- WHAT YOU HAVE TO DO
From the listing that follows, output everything exactly except the pictures.

:: EXERCISE MATERIALS

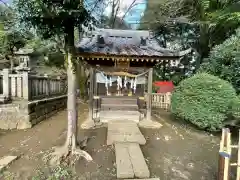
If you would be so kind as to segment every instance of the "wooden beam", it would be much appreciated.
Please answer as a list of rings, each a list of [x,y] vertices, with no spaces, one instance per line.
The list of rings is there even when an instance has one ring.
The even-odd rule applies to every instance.
[[[152,112],[152,78],[153,78],[153,68],[149,69],[148,72],[148,93],[147,93],[147,120],[151,120]]]

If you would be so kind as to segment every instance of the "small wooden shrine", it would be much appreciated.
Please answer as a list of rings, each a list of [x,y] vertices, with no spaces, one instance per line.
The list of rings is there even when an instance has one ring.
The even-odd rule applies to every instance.
[[[89,118],[102,121],[101,114],[117,118],[116,111],[132,111],[139,119],[139,101],[149,94],[146,118],[150,119],[153,66],[177,66],[191,50],[164,49],[149,31],[98,29],[94,34],[77,45],[78,58],[91,65]]]

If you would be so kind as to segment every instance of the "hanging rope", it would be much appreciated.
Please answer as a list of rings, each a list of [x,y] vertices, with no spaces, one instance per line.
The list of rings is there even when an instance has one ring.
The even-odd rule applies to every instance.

::::

- PROBLEM SOLUTION
If you would be so kind as to segment every instance of the "wooden beam", it would be much appreciated.
Please answer as a list of rings, each a list of [x,y] vertices, with no spaces, one instance per line.
The list of rings is there even when an instance has one ring.
The even-odd rule applies to every instance.
[[[152,112],[152,78],[153,78],[153,68],[149,69],[148,72],[148,93],[147,93],[147,120],[151,120]]]

If you would be so kind as to segment every instance of the "small wooden shrine", it would be much appreciated.
Please answer as a list of rings, each a list of [x,y] vertices, with no spaces, one instance per line.
The list of rings is there even when an instance has one ring.
The even-odd rule applies to every instance.
[[[89,118],[102,121],[101,114],[117,118],[116,111],[132,111],[139,119],[139,101],[149,94],[146,118],[150,119],[153,66],[177,66],[191,50],[164,49],[149,31],[98,29],[94,34],[77,45],[78,58],[91,65]]]

If you would be so kind as to segment every instance of the "hanging rope", it would be much appreciated.
Please answer as a list of rings, each a list of [x,y] vertices, with no spaces, one instance per line.
The list of rings is there even when an instance has one ring.
The even-odd rule applies to every instance.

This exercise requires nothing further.